### Extracted text

■ ■ ■ ■ ■ ■ ■

Run STACKS ustacks module inside R! Inside the folder 04_process_radtags, you should have all the individual's fastq files. Those files are created in the process_radtags module.

run_ustacks(
  mismatch.testing = FALSE,
  sample.list = NULL,
  project.info = NULL,
  f = "04_process_radtags",
  o = "06_ustacks_2_gstacks",
  m = 3,
  M = 2,
  N = M + 2,
  t = "guess",
  R = FALSE,
  H = TRUE,
  parallel.core = parallel::detectCores() - 1,
  h = FALSE,
  d = TRUE,
  keep.high.cov = FALSE,
  high.cov.thres = 3,
  max.locus.stacks = 3,
  k.len = NULL,
  max.gaps = 2,
  min.aln.len = 0.8,
  disable.gapped = FALSE,
  model.type = "snp",
  alpha = 0.05,
  bound.low = 0,
  bound.high = 0.2,
  bc.err.freq = NULL
)

Arguments

mismatch.testing

(logical). Default: mismatch.testing = FALSE.

sample.list

The default use all the samples in f, usually, the stacks process_radtags output folder, here defaulted to f = "04_process_radtags", see f argument below. When using mismatch.testing = TRUE, only one sample is allowed inside the folder specified in f (e.g. choose one with a mean number of read, or MB, file size). Default: sample.list = NULL. Power outage? no problem, see details below.

project.info

When using the stackr pipeline, a project info file is created. This file will be modified inside this function. The file is in the working directory (given the path or in the global environment). If no project.info file is provided, the function first look in the working directory for file(s) with "project.info" in it's name. If several files are found, the latest one created is used. Default: project.info = NULL. Power outage? no problem, see details below.

■ ■ ■ ■ ■ ■ ■

### Extracted data
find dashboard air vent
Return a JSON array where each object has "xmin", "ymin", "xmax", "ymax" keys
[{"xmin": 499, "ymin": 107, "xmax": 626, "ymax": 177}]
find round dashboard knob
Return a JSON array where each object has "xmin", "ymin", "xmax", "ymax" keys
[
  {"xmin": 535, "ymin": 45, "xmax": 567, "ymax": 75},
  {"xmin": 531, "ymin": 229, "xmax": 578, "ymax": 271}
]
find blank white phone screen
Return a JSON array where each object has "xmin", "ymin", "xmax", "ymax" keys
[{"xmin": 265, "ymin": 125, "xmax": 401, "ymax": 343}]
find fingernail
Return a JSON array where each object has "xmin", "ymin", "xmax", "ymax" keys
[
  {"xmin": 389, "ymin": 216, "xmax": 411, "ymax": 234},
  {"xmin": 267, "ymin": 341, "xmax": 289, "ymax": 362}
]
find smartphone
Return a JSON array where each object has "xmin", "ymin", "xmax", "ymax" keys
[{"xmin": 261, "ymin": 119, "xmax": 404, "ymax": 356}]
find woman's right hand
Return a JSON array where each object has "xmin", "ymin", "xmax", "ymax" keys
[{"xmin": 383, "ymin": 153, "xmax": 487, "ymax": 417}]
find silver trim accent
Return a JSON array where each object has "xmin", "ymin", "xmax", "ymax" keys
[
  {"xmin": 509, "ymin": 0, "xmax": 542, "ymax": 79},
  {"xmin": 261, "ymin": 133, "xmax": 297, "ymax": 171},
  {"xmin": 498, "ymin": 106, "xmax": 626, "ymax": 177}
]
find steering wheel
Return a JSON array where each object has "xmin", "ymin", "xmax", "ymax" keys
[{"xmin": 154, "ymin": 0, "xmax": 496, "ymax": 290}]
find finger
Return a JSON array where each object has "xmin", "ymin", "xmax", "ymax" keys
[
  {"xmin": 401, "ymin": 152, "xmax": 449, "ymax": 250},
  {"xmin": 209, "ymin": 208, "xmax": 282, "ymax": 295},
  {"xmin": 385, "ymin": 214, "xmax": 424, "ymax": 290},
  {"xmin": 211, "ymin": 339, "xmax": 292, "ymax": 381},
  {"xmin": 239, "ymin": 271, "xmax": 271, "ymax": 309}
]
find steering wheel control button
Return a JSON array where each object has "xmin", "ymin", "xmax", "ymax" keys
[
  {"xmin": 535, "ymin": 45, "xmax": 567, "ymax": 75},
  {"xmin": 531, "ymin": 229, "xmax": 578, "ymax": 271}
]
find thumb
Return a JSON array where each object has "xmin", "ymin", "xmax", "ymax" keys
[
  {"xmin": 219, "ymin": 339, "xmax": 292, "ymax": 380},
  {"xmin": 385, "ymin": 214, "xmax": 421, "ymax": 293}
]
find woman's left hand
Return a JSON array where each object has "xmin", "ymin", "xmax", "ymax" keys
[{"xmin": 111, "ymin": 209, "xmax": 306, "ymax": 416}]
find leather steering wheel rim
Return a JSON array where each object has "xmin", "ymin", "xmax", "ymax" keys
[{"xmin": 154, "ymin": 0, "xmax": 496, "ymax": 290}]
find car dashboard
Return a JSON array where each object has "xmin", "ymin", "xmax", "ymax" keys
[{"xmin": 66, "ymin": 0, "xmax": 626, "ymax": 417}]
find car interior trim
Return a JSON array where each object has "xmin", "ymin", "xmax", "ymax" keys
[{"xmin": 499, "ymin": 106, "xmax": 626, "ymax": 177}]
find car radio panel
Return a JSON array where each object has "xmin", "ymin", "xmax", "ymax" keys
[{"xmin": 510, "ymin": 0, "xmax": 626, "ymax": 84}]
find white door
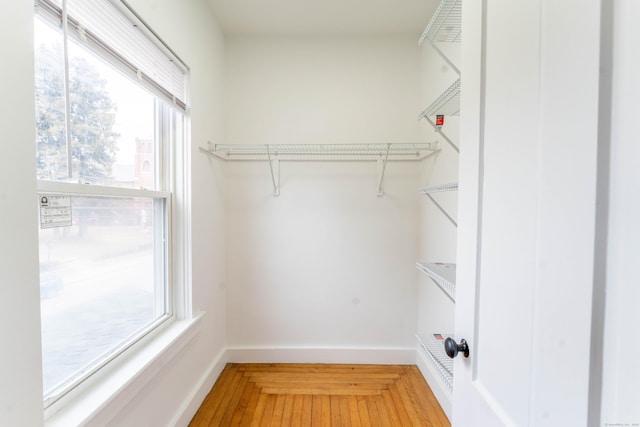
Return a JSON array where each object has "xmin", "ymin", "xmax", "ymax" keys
[{"xmin": 453, "ymin": 0, "xmax": 600, "ymax": 427}]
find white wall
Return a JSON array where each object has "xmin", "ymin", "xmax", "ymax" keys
[
  {"xmin": 0, "ymin": 1, "xmax": 42, "ymax": 426},
  {"xmin": 0, "ymin": 0, "xmax": 226, "ymax": 426},
  {"xmin": 601, "ymin": 0, "xmax": 640, "ymax": 425},
  {"xmin": 226, "ymin": 36, "xmax": 422, "ymax": 362}
]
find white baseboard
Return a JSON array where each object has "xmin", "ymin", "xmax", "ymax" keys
[
  {"xmin": 169, "ymin": 349, "xmax": 227, "ymax": 427},
  {"xmin": 414, "ymin": 351, "xmax": 453, "ymax": 421},
  {"xmin": 227, "ymin": 347, "xmax": 416, "ymax": 365}
]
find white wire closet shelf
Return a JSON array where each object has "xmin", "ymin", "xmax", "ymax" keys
[
  {"xmin": 418, "ymin": 0, "xmax": 462, "ymax": 45},
  {"xmin": 203, "ymin": 141, "xmax": 438, "ymax": 161},
  {"xmin": 418, "ymin": 79, "xmax": 460, "ymax": 120},
  {"xmin": 418, "ymin": 182, "xmax": 458, "ymax": 194},
  {"xmin": 416, "ymin": 261, "xmax": 456, "ymax": 302},
  {"xmin": 416, "ymin": 334, "xmax": 453, "ymax": 391}
]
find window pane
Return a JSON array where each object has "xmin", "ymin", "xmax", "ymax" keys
[
  {"xmin": 40, "ymin": 196, "xmax": 168, "ymax": 400},
  {"xmin": 34, "ymin": 19, "xmax": 68, "ymax": 181},
  {"xmin": 35, "ymin": 19, "xmax": 158, "ymax": 190}
]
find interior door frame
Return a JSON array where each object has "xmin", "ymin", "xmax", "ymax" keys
[{"xmin": 453, "ymin": 0, "xmax": 612, "ymax": 425}]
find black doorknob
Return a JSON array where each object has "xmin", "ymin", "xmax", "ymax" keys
[{"xmin": 444, "ymin": 338, "xmax": 469, "ymax": 359}]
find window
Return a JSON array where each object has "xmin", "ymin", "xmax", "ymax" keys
[{"xmin": 34, "ymin": 0, "xmax": 187, "ymax": 407}]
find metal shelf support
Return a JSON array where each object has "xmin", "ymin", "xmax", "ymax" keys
[
  {"xmin": 267, "ymin": 145, "xmax": 280, "ymax": 196},
  {"xmin": 199, "ymin": 141, "xmax": 440, "ymax": 197}
]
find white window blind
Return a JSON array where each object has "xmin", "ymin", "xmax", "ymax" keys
[{"xmin": 36, "ymin": 0, "xmax": 188, "ymax": 111}]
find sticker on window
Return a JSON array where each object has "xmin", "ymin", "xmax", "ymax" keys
[{"xmin": 39, "ymin": 194, "xmax": 71, "ymax": 228}]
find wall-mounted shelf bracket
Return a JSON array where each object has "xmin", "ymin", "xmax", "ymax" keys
[
  {"xmin": 418, "ymin": 182, "xmax": 458, "ymax": 227},
  {"xmin": 267, "ymin": 145, "xmax": 280, "ymax": 196},
  {"xmin": 418, "ymin": 0, "xmax": 462, "ymax": 75},
  {"xmin": 377, "ymin": 144, "xmax": 391, "ymax": 197},
  {"xmin": 199, "ymin": 141, "xmax": 440, "ymax": 196}
]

■ ■ ■ ■ ■ ■ ■

### What to produce
In the ustacks documentation, rewrite everything from "(logical). Default: mismatch.testing" down to "sample.list = NULL. Power outage? no problem, see details below.", putting "individuals" in place of "samples".

### Task answer
(logical). Default: mismatch.testing = FALSE.

sample.list

The default use all the individuals in f, usually, the stacks process_radtags output folder, here defaulted to f = "04_process_radtags", see f argument below. When using mismatch.testing = TRUE, only one sample is allowed inside the folder specified in f (e.g. choose one with a mean number of read, or MB, file size). Default: sample.list = NULL. Power outage? no problem, see details below.